Exercice - Présentez toutes les lignes des entrées ci-dessous sous forme de tableau Markdown à deux colonnes, « Numéro » et « Ligne d'entrée », sans les lignes vides. Omettez les images dans la réponse, s'il vous plaît.

Étiquettes de points d'objets
========

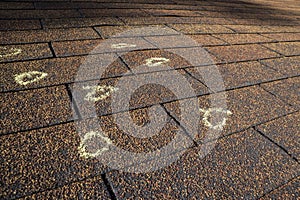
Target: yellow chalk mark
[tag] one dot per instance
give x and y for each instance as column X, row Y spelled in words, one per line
column 89, row 136
column 208, row 113
column 106, row 91
column 122, row 45
column 5, row 52
column 156, row 61
column 29, row 77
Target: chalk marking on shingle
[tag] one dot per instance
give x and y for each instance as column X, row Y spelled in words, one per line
column 208, row 113
column 9, row 52
column 122, row 45
column 156, row 61
column 105, row 89
column 90, row 135
column 32, row 76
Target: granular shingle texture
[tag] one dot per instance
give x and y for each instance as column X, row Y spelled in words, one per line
column 159, row 99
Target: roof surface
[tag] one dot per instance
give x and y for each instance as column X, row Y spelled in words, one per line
column 255, row 47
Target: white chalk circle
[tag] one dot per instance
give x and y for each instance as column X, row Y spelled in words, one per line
column 122, row 45
column 106, row 91
column 156, row 61
column 29, row 77
column 118, row 158
column 90, row 136
column 8, row 52
column 209, row 113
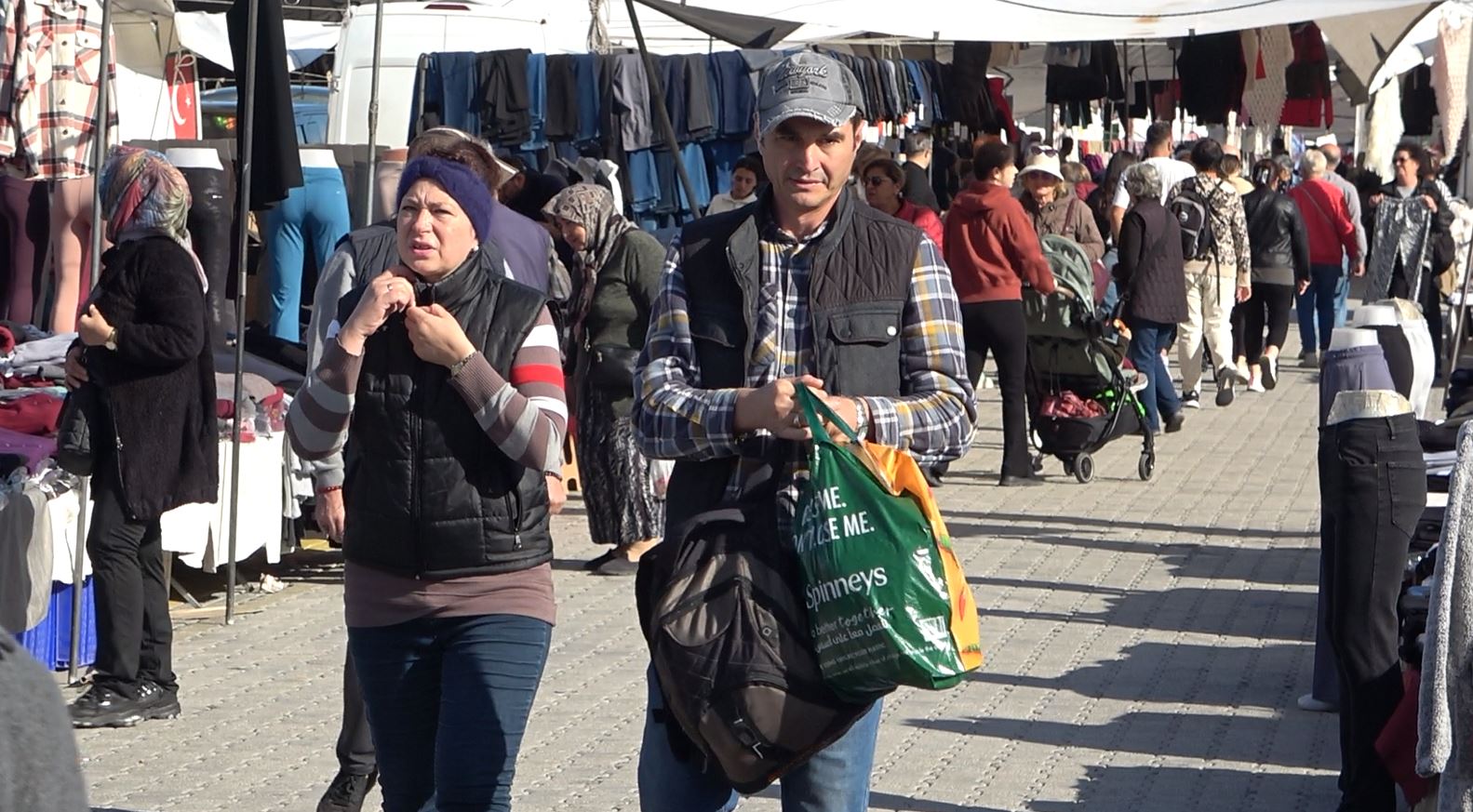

========

Corrigé -
| Numéro | Ligne d'entrée |
|---|---|
| 1 | Target: yellow chalk mark |
| 2 | [tag] one dot per instance |
| 3 | give x and y for each instance as column X, row Y spelled in words, one per line |
| 4 | column 89, row 136 |
| 5 | column 208, row 113 |
| 6 | column 106, row 91 |
| 7 | column 122, row 45 |
| 8 | column 5, row 52 |
| 9 | column 156, row 61 |
| 10 | column 29, row 77 |
| 11 | Target: chalk marking on shingle |
| 12 | [tag] one dot per instance |
| 13 | give x and y for each instance as column X, row Y spelled in words, one per line |
| 14 | column 208, row 113 |
| 15 | column 9, row 52 |
| 16 | column 122, row 45 |
| 17 | column 156, row 61 |
| 18 | column 105, row 89 |
| 19 | column 90, row 135 |
| 20 | column 32, row 76 |
| 21 | Target: granular shingle texture |
| 22 | [tag] one dot per instance |
| 23 | give x and y for each instance as column X, row Y spelled in words, one per line |
| 24 | column 159, row 99 |
| 25 | Target: roof surface |
| 26 | [tag] one dot per instance |
| 27 | give x and y for each instance as column X, row Y spelled in words, one per line |
| 28 | column 255, row 47 |
| 29 | Target: white chalk circle |
| 30 | [tag] one dot per instance |
| 31 | give x and y for each instance as column X, row Y spelled in words, one per line |
| 32 | column 122, row 45 |
| 33 | column 106, row 91 |
| 34 | column 156, row 61 |
| 35 | column 29, row 77 |
| 36 | column 118, row 158 |
| 37 | column 90, row 136 |
| 38 | column 8, row 52 |
| 39 | column 209, row 113 |